WRITTEN INSTRUCTION: Copy every line of the records below word for word, changing nothing.

###

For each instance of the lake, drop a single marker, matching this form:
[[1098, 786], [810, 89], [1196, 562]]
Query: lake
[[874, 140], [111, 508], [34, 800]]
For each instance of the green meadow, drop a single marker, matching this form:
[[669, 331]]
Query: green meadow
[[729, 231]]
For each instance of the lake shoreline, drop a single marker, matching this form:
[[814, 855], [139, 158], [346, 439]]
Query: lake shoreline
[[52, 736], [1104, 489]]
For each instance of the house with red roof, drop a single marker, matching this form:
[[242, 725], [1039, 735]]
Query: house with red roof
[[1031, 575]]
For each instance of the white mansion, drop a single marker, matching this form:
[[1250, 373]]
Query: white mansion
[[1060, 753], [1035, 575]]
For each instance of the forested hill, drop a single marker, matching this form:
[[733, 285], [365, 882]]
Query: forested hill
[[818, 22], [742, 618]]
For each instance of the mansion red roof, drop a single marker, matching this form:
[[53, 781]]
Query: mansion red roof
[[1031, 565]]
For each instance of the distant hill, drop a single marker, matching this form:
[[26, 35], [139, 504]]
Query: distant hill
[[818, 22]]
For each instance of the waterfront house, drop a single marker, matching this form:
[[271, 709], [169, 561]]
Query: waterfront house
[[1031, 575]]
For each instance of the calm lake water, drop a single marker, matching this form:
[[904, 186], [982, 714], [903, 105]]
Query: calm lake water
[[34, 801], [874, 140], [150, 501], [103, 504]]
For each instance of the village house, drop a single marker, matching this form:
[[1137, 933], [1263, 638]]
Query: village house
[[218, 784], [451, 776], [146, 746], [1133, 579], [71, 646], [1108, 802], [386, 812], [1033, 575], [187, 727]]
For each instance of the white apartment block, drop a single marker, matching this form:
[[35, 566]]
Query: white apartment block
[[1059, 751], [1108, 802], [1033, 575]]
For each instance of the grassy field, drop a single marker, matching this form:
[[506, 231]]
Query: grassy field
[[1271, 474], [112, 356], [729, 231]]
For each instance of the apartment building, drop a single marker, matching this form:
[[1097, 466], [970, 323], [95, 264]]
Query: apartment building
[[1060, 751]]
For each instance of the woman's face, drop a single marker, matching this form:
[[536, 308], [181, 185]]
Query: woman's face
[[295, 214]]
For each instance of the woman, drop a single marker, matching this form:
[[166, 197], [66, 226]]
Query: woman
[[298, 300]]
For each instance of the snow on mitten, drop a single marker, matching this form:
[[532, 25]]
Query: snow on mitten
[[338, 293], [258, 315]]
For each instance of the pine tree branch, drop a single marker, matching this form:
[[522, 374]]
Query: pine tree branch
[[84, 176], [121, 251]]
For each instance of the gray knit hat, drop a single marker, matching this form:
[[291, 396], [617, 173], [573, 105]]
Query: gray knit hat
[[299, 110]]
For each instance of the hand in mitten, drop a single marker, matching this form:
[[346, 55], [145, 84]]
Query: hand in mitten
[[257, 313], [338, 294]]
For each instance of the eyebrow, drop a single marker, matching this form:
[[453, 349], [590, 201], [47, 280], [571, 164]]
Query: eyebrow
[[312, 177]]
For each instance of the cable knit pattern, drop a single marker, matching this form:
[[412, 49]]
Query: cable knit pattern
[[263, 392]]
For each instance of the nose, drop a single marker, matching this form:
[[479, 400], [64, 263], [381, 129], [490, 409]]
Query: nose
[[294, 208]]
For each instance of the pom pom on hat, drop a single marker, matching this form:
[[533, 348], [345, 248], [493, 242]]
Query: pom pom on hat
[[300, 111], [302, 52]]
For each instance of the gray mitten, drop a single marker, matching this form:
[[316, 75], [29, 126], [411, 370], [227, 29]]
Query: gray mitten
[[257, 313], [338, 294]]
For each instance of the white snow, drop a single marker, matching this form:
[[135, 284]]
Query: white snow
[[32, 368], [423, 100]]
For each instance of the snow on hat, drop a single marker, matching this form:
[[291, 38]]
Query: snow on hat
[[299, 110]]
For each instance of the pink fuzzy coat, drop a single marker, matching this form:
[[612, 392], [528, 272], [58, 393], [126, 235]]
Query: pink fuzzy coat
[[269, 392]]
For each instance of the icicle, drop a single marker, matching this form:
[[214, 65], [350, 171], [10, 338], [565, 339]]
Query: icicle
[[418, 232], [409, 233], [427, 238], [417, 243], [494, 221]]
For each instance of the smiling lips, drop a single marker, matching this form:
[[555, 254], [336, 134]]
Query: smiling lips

###

ANSWER TO THIS EXERCISE:
For each instance of the lake, drop a single marker, matching this form:
[[1098, 786], [810, 89], [1196, 562]]
Query: lake
[[874, 140], [111, 508], [34, 800]]
For each instance of the green meadow, drop a single marker, matching this form:
[[669, 331]]
Query: green meadow
[[729, 231]]
For each instance of the lake shoreline, drop a single marker, matching this form:
[[814, 855], [139, 158], [346, 439]]
Query: lake shoreline
[[52, 736], [1104, 489]]
For each instance of the house with red roof, drop a single marker, matching this form:
[[242, 725], [1039, 735]]
Query: house with red roof
[[1031, 575]]
For each instance of the white mansion, drop a single marker, matching this form:
[[1250, 373]]
Query: white mansion
[[1060, 753], [1035, 575]]
For each instance of the forested hill, drop a single marker, matching this form:
[[733, 285], [365, 882]]
Query: forested hill
[[818, 22], [742, 618]]
For each instance of the mansion red roof, drop a single marker, matching this form:
[[53, 781]]
Query: mansion red roof
[[1031, 565]]
For each instance of the distant hill, drop a single marker, matching this form:
[[26, 35], [139, 504]]
Query: distant hill
[[818, 22]]
For each instance of the waterfront house, drop a single marker, matching this form:
[[271, 709], [169, 561]]
Query: waterfront house
[[1031, 575]]
For each instance of the calm lake water, drop a single marker, matching this form:
[[904, 186], [982, 714], [903, 105]]
Query: calm lake water
[[34, 801], [874, 140], [150, 501], [103, 504]]
For each instance of the village house, drop a single marker, matching this form:
[[1137, 933], [1263, 638]]
Query: village house
[[218, 784], [451, 776], [146, 746], [1133, 579], [71, 646], [1108, 802], [386, 812], [1033, 575], [187, 727]]
For each instance of the white apartment block, drop a single marker, matching this form:
[[35, 566]]
Query: white apartment block
[[1059, 751], [1108, 802], [1033, 575]]
For each instance of the grassy field, drop a single marker, matching this form:
[[506, 231]]
Query: grassy field
[[1271, 474], [112, 356], [729, 231]]
For each instance of the apartment building, drop a single marker, matching this form:
[[1097, 466], [970, 323], [95, 264]]
Query: apartment building
[[1060, 751]]
For each instance of the woman's face, drop a single marker, matching this form:
[[536, 308], [181, 185]]
Query: woman's face
[[295, 214]]
For each instance of the woman, drop a single marker, matching this form:
[[166, 197], [66, 226]]
Query: woman
[[298, 300]]
For each instance of the snow on mitten, drop a single marker, matching this form:
[[532, 25]]
Query: snow on mitten
[[338, 293], [258, 315]]
For each instance of the pine tree branch, drop a single marker, matching this form:
[[522, 374]]
Query: pine tree branch
[[84, 176], [121, 251]]
For each instance of the gray knit hat, drop a single marker, matching this form:
[[291, 396], [617, 173], [573, 105]]
Query: gray knit hat
[[299, 110]]
For each instance of the hand in mitten, drop a single marker, matching this form:
[[346, 55], [145, 84]]
Query: hand in mitten
[[257, 313], [338, 294]]
For each instance of the eyebrow, drop a single marker, matching this form:
[[453, 349], [590, 201], [47, 280], [571, 164]]
Query: eyebrow
[[312, 177]]
For each instance of the cable knit pattern, drop a single marker, matching this form:
[[412, 49]]
Query: cable knit pattern
[[263, 392]]
For each instance of the nose, drop a single marker, matching this form:
[[479, 400], [64, 263], [381, 129], [490, 409]]
Query: nose
[[294, 208]]
For each instance of the pom pom on hat, drop a single marker, matching this form:
[[533, 348], [345, 248], [493, 242]]
Query: pom pom on hat
[[300, 111], [302, 52]]
For each instance of the gray mitten, drop a single marker, matching this form:
[[316, 75], [29, 126], [411, 370], [227, 29]]
Query: gray mitten
[[257, 313], [338, 294]]
For each instance of the white snow, drop a single marker, matching this form:
[[135, 284]]
Query: white snow
[[32, 368], [423, 100]]
For each instance of the snow on hat, drop a single marker, matching this form:
[[291, 38]]
Query: snow on hat
[[299, 110]]
For each instance of the pink fuzzy coat, drop a single marker, matching this form:
[[612, 392], [528, 272], [58, 393], [126, 235]]
Query: pink fuzzy coat
[[269, 392]]
For each instance of the icicle, drop a single marker, matching this form:
[[214, 65], [350, 171], [10, 338], [565, 339]]
Query: icicle
[[418, 232], [409, 233], [427, 238], [417, 243], [494, 221]]
For each instance of the smiling lips, drop a single marker, matching this form:
[[555, 254], [336, 134]]
Query: smiling lips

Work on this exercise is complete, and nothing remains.